Senin 16 Jun 2014 16:29 WIB

Ukraina Balas Separatis

Red:

KIEV --  Jatuhnya pesawat militer Ukraina  Ilyushin-76 oleh pemberontak pro-Rusia membuat Kiev geram. Presiden Ukraina Petro Poroshenko mengancam akan membalas tindakan separatis.

''Semua yang terlibat dalam aksi terorisme ini harus dihukum,'' kata Presiden Ukraina Petro Poroshenko, Sabtu (14/6).  Akibat insiden tersebut, 49 tentara Ukraina tewas. Peristiwa ini menjadi pukulan telak bagi Poroshenko yang sedang menggencarkan operasi militer di kawasan sebelah timur.

Kejadian ini bermula ketika pesawat angkut militer Ilushin hendak mendarat di bandara dekat Kota Luhansk. Ketika mendekat, pesawat dihantam rudal antipesawat milik separatis. Luhansk merupakan salah satu pusat pergerakan pemberontak.

_Soal Tertulis A_
Ringkaslah berita tentang jatuhnya pesawat militer Ukraina di atas dalam dua kalimat.

_Baris yang Ditampilkan_
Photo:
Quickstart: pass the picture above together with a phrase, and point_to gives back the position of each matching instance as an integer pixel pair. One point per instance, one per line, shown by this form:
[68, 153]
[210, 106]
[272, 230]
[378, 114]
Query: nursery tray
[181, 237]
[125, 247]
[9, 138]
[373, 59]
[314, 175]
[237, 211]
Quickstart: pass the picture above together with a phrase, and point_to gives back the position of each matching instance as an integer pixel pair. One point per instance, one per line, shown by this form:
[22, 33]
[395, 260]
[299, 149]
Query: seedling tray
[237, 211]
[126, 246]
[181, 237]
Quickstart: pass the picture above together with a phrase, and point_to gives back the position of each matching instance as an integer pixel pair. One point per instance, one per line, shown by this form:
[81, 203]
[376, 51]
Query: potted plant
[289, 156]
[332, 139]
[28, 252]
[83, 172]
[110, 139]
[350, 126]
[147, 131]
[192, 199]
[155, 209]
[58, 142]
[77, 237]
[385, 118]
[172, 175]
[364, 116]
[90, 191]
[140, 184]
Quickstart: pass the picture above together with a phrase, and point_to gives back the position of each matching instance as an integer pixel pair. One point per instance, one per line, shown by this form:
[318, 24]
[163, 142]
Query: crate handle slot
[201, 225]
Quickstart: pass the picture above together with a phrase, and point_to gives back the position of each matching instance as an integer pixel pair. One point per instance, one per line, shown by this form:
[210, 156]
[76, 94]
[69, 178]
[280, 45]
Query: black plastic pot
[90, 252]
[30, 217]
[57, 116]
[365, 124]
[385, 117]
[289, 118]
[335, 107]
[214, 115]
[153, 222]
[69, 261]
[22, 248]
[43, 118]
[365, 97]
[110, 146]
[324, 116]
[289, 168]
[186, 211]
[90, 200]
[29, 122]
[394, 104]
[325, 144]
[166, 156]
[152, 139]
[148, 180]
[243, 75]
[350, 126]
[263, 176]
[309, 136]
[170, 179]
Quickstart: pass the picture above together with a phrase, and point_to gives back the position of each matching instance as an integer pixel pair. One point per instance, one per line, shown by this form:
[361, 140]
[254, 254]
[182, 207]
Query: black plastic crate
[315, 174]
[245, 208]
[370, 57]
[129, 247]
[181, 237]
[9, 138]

---

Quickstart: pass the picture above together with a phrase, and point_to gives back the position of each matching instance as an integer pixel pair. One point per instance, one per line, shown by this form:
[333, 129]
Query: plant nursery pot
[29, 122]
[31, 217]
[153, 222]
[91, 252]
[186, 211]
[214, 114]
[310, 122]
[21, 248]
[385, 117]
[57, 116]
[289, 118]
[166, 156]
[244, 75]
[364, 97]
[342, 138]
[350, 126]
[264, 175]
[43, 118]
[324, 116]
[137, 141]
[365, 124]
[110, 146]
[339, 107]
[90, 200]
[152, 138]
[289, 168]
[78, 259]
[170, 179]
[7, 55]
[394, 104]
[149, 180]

...

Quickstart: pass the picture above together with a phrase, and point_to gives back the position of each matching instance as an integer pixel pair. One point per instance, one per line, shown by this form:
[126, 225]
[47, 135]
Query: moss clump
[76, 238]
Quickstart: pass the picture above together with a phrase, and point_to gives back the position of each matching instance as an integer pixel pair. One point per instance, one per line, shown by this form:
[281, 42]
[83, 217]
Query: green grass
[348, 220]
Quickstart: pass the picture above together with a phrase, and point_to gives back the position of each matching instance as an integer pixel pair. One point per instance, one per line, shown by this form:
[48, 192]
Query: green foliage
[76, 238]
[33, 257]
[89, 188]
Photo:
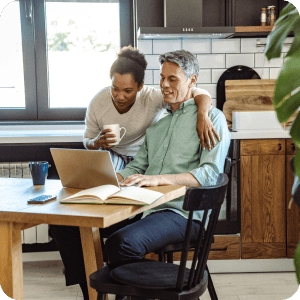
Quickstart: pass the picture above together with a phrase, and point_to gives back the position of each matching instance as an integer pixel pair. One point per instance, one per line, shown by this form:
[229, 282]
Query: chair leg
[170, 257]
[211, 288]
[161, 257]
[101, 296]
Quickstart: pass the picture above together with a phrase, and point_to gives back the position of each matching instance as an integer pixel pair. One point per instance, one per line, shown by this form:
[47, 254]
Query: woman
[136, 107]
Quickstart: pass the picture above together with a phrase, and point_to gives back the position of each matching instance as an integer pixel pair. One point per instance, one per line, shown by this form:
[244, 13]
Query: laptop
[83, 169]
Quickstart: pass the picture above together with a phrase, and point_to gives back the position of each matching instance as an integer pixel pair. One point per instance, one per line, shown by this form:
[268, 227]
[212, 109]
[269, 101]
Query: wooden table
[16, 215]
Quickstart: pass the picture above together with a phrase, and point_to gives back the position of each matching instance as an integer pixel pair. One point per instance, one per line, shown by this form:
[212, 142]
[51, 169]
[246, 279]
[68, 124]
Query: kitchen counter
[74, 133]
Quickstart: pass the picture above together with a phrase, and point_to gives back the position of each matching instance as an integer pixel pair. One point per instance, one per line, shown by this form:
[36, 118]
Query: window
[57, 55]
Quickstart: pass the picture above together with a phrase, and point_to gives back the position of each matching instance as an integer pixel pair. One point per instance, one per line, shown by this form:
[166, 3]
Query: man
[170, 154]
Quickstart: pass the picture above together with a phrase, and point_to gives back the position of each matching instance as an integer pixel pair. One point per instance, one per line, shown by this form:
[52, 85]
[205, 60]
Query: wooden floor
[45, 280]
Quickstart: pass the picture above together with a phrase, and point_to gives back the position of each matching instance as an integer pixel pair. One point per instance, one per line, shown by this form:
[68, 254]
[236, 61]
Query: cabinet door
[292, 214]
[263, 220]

_Soal Tertulis B_
Saringlah baris-baris di atas, lalu salin setiap baris yang memuat kata "plant". Huruf besar dan huruf kecil dibedakan.

_Hasil Latihan A_
Pesawat militer Ukraina Ilyushin-76 dihantam rudal antipesawat milik separatis pro-Rusia ketika hendak mendarat di bandara dekat Kota Luhansk, dan akibatnya 49 tentara Ukraina tewas. Presiden Ukraina Petro Poroshenko mengancam akan membalas tindakan separatis dan menyatakan bahwa semua yang terlibat harus dihukum.

_Hasil Latihan B_
Query: potted plant
Query: plant nursery pot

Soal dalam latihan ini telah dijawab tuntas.